Please count how many lines of the records below contain the string "left", and give only that number.

Box annotations for photos
-- Begin --
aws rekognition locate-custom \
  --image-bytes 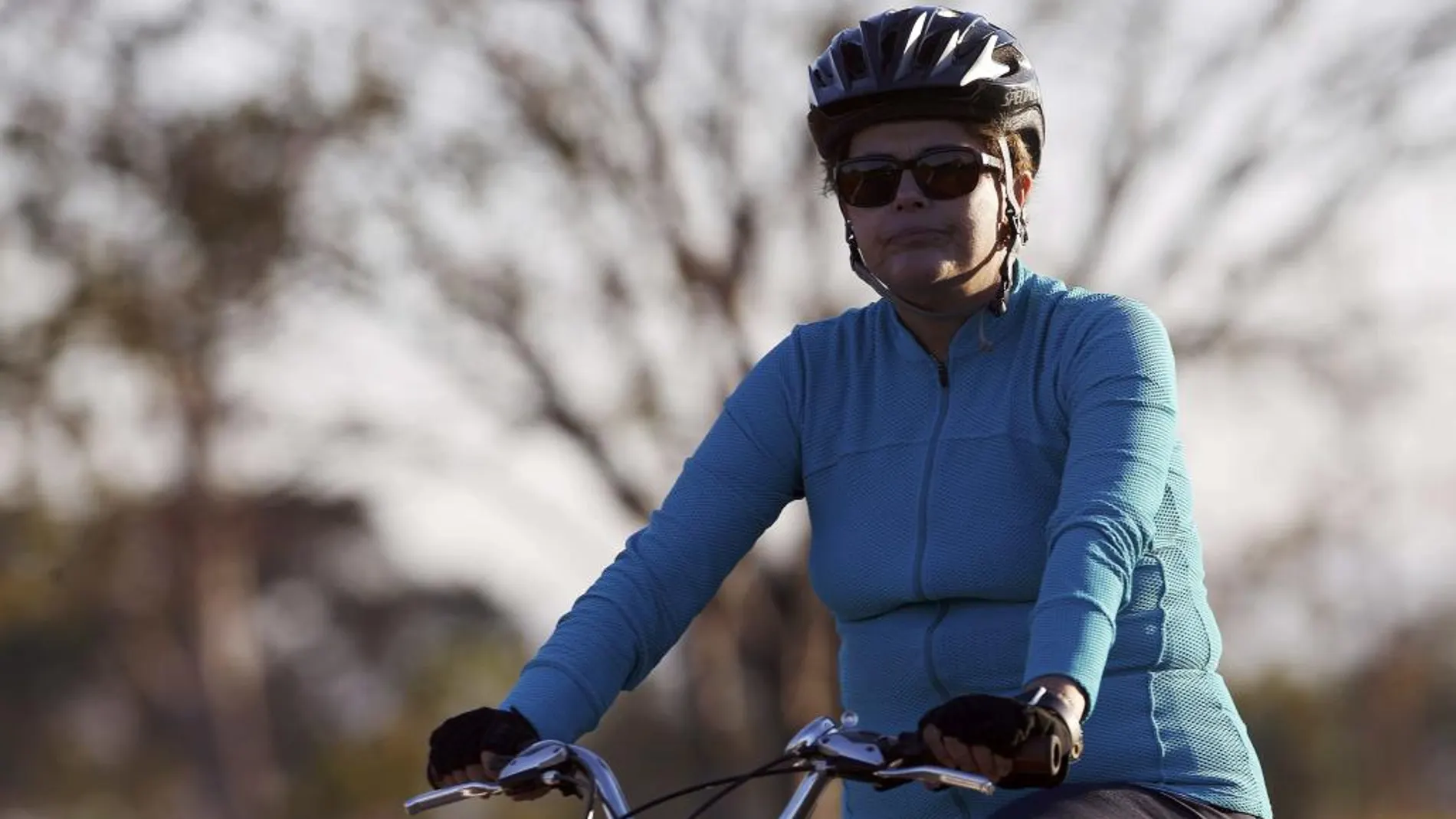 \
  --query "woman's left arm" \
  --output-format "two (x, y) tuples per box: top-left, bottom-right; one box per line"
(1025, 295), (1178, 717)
-- End --
_RESPONSE TO THIS EXERCISE:_ 2